— TASK REQUIREMENTS —
Every line in the data below from the one containing "Expected: for each instance of the curving" down to the one containing "Expected: for each instance of the green grass", both included, must be retyped exactly; no other line is to appear.
....
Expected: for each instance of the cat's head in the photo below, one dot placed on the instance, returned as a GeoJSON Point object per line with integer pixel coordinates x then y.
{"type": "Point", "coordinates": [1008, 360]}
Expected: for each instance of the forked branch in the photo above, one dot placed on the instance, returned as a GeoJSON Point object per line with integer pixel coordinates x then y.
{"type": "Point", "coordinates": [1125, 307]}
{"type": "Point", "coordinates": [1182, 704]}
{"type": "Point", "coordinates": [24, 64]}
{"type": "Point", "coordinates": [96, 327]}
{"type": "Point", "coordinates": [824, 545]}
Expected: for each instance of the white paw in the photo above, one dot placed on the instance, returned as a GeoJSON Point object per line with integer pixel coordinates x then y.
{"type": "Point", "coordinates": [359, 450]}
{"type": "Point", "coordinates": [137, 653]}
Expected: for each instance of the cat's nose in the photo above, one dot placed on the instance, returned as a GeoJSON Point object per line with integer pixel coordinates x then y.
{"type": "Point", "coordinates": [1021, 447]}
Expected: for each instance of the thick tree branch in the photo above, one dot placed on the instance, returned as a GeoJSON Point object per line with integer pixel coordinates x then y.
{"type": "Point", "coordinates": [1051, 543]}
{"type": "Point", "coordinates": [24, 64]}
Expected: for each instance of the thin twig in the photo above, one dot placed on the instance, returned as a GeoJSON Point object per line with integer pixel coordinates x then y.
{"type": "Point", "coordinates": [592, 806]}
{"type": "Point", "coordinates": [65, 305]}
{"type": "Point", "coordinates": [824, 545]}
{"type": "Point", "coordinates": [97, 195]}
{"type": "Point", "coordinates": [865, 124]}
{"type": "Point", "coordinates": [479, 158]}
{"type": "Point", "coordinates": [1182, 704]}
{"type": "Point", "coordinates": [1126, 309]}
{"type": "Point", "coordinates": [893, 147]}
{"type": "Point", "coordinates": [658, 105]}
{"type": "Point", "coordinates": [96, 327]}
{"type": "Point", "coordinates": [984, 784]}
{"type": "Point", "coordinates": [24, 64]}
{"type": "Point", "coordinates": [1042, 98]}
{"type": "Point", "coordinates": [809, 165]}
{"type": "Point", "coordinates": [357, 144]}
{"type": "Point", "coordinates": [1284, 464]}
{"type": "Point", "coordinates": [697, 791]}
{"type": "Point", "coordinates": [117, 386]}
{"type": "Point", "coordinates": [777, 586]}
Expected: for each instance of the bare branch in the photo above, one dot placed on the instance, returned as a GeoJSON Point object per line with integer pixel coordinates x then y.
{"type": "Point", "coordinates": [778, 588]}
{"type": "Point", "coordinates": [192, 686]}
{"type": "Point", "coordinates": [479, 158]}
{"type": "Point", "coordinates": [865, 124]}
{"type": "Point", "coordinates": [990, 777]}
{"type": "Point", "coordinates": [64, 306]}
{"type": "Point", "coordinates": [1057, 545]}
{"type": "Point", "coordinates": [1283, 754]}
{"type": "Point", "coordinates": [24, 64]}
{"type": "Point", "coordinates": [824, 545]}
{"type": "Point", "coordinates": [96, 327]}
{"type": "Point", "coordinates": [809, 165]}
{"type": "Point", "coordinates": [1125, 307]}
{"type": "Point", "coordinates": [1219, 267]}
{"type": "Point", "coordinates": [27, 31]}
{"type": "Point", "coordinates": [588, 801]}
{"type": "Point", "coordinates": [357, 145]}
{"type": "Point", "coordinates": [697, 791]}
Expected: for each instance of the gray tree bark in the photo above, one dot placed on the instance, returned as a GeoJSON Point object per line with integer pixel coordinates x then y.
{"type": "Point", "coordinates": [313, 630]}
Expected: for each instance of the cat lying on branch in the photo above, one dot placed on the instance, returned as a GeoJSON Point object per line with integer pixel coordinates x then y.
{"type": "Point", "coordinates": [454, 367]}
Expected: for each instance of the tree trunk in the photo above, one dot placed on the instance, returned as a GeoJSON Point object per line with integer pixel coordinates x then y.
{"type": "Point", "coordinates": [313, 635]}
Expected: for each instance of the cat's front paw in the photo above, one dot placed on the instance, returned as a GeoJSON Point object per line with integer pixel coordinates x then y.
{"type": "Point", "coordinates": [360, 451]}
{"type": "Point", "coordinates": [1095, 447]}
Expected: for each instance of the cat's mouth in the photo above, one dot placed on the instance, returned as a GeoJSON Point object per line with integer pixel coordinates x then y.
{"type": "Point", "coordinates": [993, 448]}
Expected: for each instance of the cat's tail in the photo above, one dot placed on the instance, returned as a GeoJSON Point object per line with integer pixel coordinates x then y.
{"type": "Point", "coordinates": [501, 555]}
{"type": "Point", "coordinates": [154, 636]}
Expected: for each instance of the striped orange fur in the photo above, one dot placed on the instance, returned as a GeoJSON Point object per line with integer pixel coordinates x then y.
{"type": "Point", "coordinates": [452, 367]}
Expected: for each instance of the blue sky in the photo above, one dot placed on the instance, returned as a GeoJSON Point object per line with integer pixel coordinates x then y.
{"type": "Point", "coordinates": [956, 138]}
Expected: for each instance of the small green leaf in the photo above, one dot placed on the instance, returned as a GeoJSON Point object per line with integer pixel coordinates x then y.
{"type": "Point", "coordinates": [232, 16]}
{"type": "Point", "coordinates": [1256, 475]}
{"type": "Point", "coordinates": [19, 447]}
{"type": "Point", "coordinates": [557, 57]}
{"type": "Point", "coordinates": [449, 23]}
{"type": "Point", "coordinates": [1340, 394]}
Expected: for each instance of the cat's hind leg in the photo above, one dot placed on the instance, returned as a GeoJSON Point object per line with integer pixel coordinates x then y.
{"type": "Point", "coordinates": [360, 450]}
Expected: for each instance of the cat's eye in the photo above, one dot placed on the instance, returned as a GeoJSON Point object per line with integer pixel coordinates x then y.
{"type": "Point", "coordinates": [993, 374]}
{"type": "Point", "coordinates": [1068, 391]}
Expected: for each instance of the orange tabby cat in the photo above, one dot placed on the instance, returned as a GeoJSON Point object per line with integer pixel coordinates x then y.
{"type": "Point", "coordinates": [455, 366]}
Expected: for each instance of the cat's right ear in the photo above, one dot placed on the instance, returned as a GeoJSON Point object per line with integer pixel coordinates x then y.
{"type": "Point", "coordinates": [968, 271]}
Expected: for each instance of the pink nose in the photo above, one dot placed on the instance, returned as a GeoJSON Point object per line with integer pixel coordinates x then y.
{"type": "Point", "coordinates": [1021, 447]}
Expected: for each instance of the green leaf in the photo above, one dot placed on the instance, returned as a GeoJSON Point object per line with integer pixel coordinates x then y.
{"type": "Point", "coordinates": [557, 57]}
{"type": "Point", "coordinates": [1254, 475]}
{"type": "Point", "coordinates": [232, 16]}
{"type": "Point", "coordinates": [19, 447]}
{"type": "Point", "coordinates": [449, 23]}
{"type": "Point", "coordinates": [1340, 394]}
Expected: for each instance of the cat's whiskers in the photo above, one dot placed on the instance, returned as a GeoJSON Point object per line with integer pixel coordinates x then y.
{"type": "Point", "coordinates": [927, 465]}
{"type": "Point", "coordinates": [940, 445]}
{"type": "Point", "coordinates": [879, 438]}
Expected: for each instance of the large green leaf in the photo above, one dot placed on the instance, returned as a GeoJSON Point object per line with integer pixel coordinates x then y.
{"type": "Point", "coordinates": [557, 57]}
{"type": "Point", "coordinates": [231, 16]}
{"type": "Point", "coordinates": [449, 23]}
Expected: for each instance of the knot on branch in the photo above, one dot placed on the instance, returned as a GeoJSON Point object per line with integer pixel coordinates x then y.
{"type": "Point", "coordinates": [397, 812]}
....
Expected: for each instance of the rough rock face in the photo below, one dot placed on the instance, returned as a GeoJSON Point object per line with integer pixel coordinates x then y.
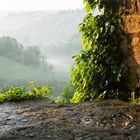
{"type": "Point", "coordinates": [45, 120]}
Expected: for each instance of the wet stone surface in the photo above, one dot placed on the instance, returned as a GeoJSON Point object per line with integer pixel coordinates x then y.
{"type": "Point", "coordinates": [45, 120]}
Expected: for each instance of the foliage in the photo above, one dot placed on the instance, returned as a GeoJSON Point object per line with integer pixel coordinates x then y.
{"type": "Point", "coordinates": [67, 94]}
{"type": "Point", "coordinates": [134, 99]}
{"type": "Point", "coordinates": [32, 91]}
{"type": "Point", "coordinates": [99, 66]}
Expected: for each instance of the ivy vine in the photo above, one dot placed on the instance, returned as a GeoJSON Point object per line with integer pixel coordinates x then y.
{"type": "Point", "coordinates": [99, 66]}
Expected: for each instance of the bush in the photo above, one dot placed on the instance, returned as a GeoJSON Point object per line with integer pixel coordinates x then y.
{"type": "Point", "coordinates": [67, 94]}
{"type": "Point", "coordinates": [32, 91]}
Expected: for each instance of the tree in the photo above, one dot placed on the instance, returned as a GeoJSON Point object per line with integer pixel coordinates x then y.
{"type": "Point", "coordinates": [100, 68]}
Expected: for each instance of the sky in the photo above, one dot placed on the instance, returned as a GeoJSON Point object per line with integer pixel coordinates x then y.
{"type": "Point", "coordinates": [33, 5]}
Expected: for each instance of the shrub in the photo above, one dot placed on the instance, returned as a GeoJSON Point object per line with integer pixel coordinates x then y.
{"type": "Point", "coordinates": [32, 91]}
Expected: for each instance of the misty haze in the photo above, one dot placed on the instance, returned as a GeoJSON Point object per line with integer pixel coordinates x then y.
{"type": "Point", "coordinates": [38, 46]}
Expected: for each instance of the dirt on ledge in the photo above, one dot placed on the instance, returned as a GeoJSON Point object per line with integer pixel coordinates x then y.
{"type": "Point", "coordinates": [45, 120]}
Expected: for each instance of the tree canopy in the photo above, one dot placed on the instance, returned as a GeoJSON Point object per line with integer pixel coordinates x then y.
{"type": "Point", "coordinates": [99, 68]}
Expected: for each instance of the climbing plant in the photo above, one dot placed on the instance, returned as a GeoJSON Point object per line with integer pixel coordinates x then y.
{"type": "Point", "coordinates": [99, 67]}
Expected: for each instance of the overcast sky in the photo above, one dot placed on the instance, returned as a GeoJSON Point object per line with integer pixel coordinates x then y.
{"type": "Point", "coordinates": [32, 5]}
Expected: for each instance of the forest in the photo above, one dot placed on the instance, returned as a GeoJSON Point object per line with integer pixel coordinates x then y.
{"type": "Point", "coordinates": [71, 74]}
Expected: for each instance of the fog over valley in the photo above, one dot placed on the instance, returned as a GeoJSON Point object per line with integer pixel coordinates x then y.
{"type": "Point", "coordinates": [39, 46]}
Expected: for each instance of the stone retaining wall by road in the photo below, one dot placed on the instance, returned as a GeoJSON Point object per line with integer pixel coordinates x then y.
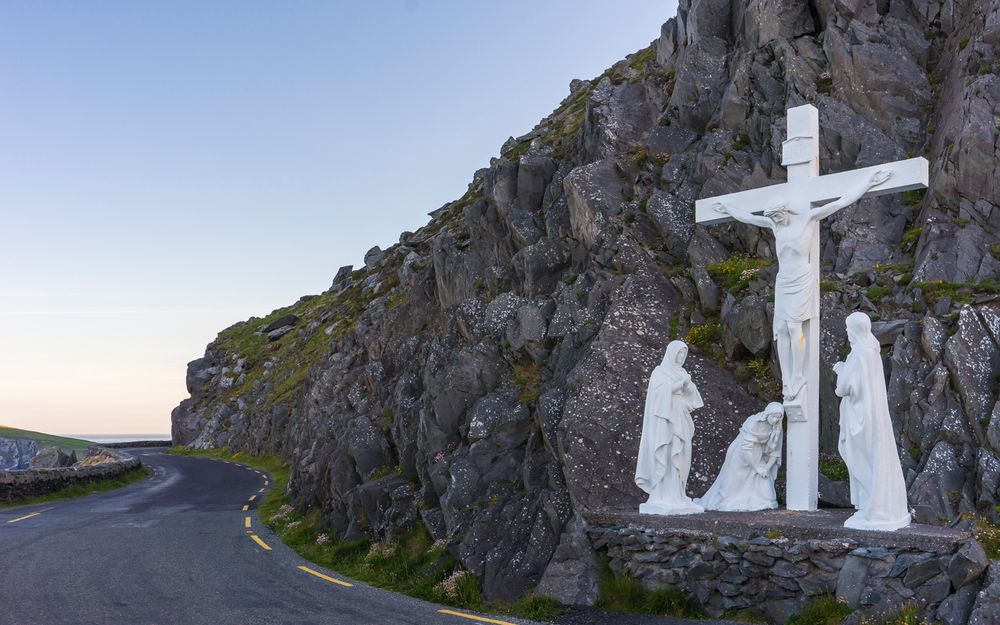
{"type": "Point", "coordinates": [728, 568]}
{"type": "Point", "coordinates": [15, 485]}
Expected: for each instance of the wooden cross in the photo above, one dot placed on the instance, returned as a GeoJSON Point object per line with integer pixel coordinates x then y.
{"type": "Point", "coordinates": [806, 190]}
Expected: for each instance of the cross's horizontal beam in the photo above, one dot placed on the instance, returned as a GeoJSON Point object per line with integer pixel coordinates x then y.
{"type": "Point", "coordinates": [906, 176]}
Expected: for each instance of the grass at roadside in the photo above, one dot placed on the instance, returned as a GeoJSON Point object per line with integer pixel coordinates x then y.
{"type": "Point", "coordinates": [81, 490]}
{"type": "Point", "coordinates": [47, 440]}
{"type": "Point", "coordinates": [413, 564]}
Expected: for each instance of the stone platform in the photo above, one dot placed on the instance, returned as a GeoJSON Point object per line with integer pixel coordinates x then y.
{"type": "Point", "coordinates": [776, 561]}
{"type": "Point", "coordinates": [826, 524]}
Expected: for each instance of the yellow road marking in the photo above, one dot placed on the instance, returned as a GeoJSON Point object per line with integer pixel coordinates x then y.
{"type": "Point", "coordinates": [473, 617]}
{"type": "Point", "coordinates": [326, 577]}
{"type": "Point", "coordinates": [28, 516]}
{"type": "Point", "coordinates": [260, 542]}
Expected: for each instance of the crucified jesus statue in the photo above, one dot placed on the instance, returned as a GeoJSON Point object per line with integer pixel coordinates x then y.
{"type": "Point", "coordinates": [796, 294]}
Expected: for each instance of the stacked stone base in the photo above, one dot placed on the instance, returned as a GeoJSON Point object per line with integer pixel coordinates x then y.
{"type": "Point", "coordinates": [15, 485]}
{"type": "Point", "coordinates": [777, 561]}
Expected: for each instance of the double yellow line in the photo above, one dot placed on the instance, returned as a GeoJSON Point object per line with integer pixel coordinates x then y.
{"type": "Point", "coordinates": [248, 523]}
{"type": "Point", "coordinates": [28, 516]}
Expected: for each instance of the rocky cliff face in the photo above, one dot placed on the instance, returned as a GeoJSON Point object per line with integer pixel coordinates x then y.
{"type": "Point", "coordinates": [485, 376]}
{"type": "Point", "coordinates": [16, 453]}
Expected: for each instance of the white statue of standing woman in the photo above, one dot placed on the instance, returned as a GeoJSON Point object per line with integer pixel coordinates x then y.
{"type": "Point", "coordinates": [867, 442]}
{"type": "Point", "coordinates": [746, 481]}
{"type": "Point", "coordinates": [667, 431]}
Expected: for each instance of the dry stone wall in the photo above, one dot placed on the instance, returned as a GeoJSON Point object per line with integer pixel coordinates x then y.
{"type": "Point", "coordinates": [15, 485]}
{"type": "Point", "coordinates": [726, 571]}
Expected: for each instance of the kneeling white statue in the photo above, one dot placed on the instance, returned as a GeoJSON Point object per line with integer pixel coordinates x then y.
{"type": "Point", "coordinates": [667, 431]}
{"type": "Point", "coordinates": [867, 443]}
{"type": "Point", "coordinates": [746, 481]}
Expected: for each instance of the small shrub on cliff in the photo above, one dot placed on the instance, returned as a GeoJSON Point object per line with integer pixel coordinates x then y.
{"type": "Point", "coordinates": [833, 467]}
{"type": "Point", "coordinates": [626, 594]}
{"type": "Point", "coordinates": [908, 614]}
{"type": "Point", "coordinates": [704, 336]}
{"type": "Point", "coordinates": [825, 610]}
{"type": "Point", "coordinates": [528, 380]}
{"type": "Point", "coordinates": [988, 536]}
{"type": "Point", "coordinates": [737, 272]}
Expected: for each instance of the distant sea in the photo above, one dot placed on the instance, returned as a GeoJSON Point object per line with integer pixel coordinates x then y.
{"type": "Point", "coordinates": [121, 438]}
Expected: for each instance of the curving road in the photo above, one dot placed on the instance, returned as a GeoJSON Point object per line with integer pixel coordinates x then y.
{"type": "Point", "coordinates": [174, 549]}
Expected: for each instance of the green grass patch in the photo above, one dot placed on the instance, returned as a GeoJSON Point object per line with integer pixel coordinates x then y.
....
— THE ANSWER —
Expected: for each instance of the curving road in the photo above, one dot placed on the instance, returned as a GeoJSON Point object per line with integer pixel coordinates x then y.
{"type": "Point", "coordinates": [174, 549]}
Expected: for each instance of the green grass patch in the photo above, one dot placed on the instance, returned as a GeoJSON Point object per line with integer pixel coordinates x then y.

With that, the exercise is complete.